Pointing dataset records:
** START **

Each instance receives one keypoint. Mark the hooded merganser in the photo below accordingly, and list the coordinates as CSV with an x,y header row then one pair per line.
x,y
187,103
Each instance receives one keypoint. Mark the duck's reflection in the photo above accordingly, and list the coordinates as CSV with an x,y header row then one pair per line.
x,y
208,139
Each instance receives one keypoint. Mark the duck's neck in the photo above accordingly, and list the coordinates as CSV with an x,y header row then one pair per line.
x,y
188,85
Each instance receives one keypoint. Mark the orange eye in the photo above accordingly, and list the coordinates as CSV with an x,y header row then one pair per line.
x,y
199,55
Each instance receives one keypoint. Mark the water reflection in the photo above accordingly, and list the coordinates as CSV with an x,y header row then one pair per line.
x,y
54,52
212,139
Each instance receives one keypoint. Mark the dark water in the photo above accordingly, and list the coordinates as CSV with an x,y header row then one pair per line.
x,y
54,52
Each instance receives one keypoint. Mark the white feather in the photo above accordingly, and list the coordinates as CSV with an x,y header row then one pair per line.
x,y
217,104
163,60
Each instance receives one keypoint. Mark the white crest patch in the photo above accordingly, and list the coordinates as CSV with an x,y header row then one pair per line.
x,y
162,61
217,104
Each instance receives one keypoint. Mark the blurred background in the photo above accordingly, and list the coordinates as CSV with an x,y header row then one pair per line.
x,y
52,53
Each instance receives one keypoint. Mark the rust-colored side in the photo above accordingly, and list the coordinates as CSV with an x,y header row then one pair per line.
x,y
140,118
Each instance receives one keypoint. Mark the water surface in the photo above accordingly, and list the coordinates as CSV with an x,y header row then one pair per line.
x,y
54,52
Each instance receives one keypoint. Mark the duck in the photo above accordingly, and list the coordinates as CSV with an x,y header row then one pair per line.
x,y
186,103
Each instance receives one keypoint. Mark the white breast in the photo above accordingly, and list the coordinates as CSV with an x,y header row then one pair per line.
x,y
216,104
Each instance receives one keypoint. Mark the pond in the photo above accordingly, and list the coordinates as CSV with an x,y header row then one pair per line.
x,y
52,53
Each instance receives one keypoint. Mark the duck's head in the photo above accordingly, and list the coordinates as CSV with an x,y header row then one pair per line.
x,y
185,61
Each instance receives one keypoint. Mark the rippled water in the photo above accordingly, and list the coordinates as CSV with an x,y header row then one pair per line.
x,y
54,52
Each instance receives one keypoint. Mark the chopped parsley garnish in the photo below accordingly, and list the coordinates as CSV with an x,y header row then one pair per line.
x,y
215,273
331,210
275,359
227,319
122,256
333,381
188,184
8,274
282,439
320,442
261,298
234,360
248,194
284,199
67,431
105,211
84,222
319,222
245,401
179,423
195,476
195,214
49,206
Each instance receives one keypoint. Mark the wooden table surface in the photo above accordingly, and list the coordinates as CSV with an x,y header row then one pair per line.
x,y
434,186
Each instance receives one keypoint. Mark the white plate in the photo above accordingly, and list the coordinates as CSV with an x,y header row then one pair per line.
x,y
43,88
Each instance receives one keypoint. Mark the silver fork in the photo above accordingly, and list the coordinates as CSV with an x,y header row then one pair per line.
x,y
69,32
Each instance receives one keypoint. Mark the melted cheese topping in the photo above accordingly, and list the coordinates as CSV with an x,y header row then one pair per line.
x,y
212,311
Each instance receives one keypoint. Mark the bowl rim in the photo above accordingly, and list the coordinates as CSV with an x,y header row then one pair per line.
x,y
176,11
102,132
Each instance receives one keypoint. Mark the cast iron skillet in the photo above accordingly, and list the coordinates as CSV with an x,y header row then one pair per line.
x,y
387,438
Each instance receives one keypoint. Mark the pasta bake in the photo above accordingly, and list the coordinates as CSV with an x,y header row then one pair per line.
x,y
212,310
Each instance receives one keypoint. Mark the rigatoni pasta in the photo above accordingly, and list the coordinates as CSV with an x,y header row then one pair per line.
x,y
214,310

** END **

Could you arrange every record above as a two-column CSV with the columns instruction and keypoints, one row per record, putting its text and its answer each in a single quoted field with line breaks turned into spaces?

Exercise solution:
instruction,keypoints
"Each instance receives one keypoint. Mark the hooded merganser in the photo below accordingly, and list the coordinates as CSV with an x,y header row then one pair per line.","x,y 187,103"
"Each instance receives one keypoint. Mark the duck's reflection in the photo above accordingly, and list the coordinates as CSV with an x,y header row then one pair per line.","x,y 208,139"
"Each instance receives one keypoint. Mark the duck's neck in the photo above accordingly, and list the coordinates as CSV with an x,y header row then one pair per line.","x,y 188,85"
"Each instance receives one keypoint. Mark the orange eye in the photo above accordingly, and list the coordinates as CSV with an x,y header row then one pair per line.","x,y 199,55"
"Each instance receives one keypoint. Mark the water reflection in the photo above accordingly, and list the coordinates as CSV with an x,y header row then one pair per line.","x,y 54,52 212,139"
"Each instance receives one keypoint. Mark the dark water in the photo above accordingly, and list the coordinates as CSV with an x,y header row then one pair per line.","x,y 54,52"
"Each instance receives one keypoint. Mark the white feather in the photo above accordingly, and list the coordinates as CSV with an x,y header row then one pair per line.","x,y 217,104 163,60"
"Each instance receives one keypoint. Mark the white crest patch in the photo above accordingly, and list the coordinates as CSV with an x,y header row then one pair per line.","x,y 162,61 217,104"
"Each instance receives one keypoint. Mark the blurred background in the photo above accordingly, and list the coordinates as CSV with an x,y header row then one pair per line.","x,y 52,53"
"Each instance receives one keypoint. Mark the rust-colored side in the photo above accordingly, and list the coordinates as CSV with an x,y header row then one pair per line.","x,y 140,118"
"Each instance receives one keypoint. Mark the water surface in the photo above accordingly, and list the coordinates as CSV with an x,y header row then one pair per line.","x,y 54,52"
"Each instance receives one keypoint. Mark the duck in the photo above accordingly, and list the coordinates as CSV with an x,y header row then one pair per line.","x,y 186,103"
"Each instance receives one keypoint. Mark the white breast in the photo above accordingly, and list the coordinates as CSV with an x,y header row then one pair per line.","x,y 216,104"
"Each instance receives one keypoint. Mark the pond in the photo above accordingly, and list the coordinates as CSV with an x,y header row then one pair per line.","x,y 52,53"
"Each instance receives one keypoint. Mark the duck's head in the photo above accordingly, and list the coordinates as CSV with an x,y header row then one pair per line.","x,y 185,61"
"Each instance receives one keypoint. Mark the rippled water in the photo above accordingly, and list the coordinates as CSV with an x,y header row then one pair per line.","x,y 54,52"
"Each instance receives one keypoint. Mark the chopped parsley garnish in the photo below accordingly, and list the coordinates as CSV with an x,y header row then one pair per line.","x,y 215,273 331,210 275,359 227,319 122,256 333,381 188,184 8,274 282,439 320,442 261,298 234,360 248,194 284,199 67,431 105,211 84,222 319,222 245,401 179,423 195,476 195,214 49,206"
"Each instance receives one keypoint. Mark the wooden table surface in the photo above accordingly, and list the coordinates as CSV with an x,y header row then one pair per line.","x,y 434,186"
"Each instance receives one keypoint. Mark the white plate in the photo above accordingly, and list the coordinates as CSV with an x,y header row then one pair per line.","x,y 43,88"
"Each instance receives one keypoint. Mark the silver fork in the photo above accordingly, and list the coordinates as CSV with an x,y header row then one pair per line.","x,y 69,32"
"Each instance receives one keypoint. Mark the melted cheese topping in the photo above accordingly, and list the coordinates as CSV with an x,y header row then one pair per line.","x,y 212,311"
"Each instance receives one keypoint. Mark the bowl rim in the photo above accordingly, and list the coordinates as CSV with an x,y header row then one pair per line.","x,y 176,11 102,132"
"Each instance receives one keypoint. Mark the cast iron skillet in the photo above accordingly, and list the coordinates as CSV with an x,y header row then one pair per line.","x,y 387,438"
"Each instance receives one keypoint. Mark the pasta bake in the photo above accordingly, and list the coordinates as CSV with an x,y header row then one pair per line.","x,y 212,310"
"Each instance receives one keypoint. Mark the rigatoni pasta in the photo above accordingly, and list the coordinates as CSV with an x,y header row then one pair per line.","x,y 214,310"